[START OF Supplied data]
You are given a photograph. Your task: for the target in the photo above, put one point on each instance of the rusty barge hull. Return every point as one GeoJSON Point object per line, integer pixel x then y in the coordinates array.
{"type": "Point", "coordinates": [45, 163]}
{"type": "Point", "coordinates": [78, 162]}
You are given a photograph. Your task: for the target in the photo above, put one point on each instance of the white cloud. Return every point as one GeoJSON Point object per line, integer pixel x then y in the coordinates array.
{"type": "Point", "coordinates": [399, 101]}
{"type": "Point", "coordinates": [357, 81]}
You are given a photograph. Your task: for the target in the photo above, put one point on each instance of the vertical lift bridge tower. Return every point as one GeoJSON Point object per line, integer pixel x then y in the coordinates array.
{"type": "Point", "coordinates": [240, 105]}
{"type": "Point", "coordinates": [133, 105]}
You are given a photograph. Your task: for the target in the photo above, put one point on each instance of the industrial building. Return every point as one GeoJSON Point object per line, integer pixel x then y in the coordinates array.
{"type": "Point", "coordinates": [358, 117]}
[END OF Supplied data]
§ **Directions**
Render the records above as a two-column CSV with the header task_text,answer, one row per record. Put each field in quotes and replace any line breaks inside a field with spaces.

§ **Task solution**
task_text,answer
"You are given a photograph. Your task: for the target in the photo above, put one point on each instance of the rusty barge hull. Return every point as one GeoJSON Point object per line, integer pixel x then y in the coordinates array.","{""type"": ""Point"", ""coordinates"": [45, 163]} {""type"": ""Point"", ""coordinates"": [78, 162]}"
"You are given a photograph. Your task: for the target in the photo above, put one point on each instance of the white cloud. Return every point as one GeoJSON Point object per line, integer pixel x then y in the coordinates array.","{""type"": ""Point"", ""coordinates"": [399, 101]} {""type"": ""Point"", ""coordinates"": [357, 81]}"
"You are given a photograph. Your task: for the target in the photo above, put one point on each instance of the vertical lift bridge tower. Return every point as one GeoJSON Point object per line, integer pixel x then y in the coordinates array.","{""type"": ""Point"", ""coordinates"": [240, 105]} {""type"": ""Point"", ""coordinates"": [133, 105]}"
"You are given a photograph. Your task: for the target in the photo above, put one point on each instance of the industrial building. Return every point as one GeoJSON Point object per line, integer pixel x then y in the coordinates array.","{""type"": ""Point"", ""coordinates"": [358, 117]}"